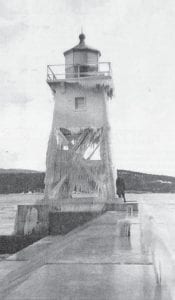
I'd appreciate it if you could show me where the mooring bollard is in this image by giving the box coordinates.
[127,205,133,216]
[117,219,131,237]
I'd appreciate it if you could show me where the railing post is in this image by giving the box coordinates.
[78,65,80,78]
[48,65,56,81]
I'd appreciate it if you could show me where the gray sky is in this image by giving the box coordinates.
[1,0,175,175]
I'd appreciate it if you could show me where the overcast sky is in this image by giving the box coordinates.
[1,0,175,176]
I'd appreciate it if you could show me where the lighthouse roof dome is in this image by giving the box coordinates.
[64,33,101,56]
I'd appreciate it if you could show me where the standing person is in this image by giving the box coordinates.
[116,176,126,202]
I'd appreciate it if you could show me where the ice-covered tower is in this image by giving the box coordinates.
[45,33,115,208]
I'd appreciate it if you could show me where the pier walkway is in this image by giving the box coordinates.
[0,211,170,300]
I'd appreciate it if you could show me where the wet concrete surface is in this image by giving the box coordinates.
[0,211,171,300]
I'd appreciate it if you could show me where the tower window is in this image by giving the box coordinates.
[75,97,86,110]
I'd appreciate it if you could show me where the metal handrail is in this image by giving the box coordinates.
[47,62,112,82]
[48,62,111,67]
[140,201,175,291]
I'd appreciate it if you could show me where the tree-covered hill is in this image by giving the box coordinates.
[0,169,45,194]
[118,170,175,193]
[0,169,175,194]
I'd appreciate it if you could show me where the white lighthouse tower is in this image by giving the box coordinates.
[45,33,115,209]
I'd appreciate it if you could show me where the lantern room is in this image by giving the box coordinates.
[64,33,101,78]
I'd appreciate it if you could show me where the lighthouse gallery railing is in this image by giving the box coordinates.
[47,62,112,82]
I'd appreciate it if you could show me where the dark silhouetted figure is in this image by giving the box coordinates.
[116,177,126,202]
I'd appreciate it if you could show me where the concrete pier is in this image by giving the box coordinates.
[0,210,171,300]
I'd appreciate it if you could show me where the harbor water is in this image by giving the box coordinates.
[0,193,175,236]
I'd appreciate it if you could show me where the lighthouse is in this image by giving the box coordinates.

=== What is expected ===
Each record above must be retyped exactly, minus its pictures.

=== Finished exercise ===
I'd appreciate it if you could show me where the mooring bollard is in this image by giving the box coordinates.
[127,205,133,216]
[117,219,131,237]
I'd appreciate it if you could show me where the railing post is in this image by giving the box coordinates.
[78,65,80,78]
[48,65,56,81]
I'd appreciate it if you could show me where the gray sky is in this image by giving the box coordinates.
[1,0,175,175]
I'd appreciate it if you could show me where the overcast sky is in this image by giving the box coordinates.
[1,0,175,176]
I'd appreciate it if you could show me where the lighthouse roof dome is in this image by giving the box coordinates.
[64,33,101,56]
I'd appreciate it if you could show me where the standing person is in this image by giving the box coordinates.
[116,176,126,202]
I'd appreciate it if you could show me where the ice-covered tower is in this image by giving the box coordinates.
[45,33,115,208]
I'd appreciate it if you could show me where the pier walkway is in this image by giving the box coordinates.
[0,211,170,300]
I'd appreciate it if you could show me where the wet concrete surface is in this image by giving the box coordinates.
[0,211,171,300]
I'd appreciate it if you could show me where the tower window is in this image by giving the box coordinates.
[75,97,86,110]
I'd appreciate it if you could show me where the metal handrail is in this image by giving the box coordinates.
[47,62,112,82]
[48,62,111,67]
[140,201,175,291]
I'd appreciate it if you could show me where the tree-covered hill is in this image by giving the box coordinates.
[0,169,45,194]
[118,170,175,193]
[0,169,175,194]
I'd appreciate it if you could show me where the white lighthouse tower is in this image by giving the box coordinates.
[45,33,115,209]
I'd appreciate it if you could show me where the lantern room is in this image by giving the box coordinates.
[64,33,101,78]
I'd appreciate it if you could show me where the lighthouse gallery railing is in this image by giving the box coordinates.
[47,62,112,82]
I'd appreciate it if you could show me where the dark silhouetted figure is in this image by giving the box coordinates.
[116,177,126,202]
I'd appreciate it if you could show me where the concrete pier is in this image by giving the box coordinates.
[0,210,171,300]
I'd appreciate it if you could show me where the harbor water is in this image by giving the box coordinates.
[0,193,175,236]
I'd appreciate it if you could show me where the lighthouse is in this image by giving the box coordinates.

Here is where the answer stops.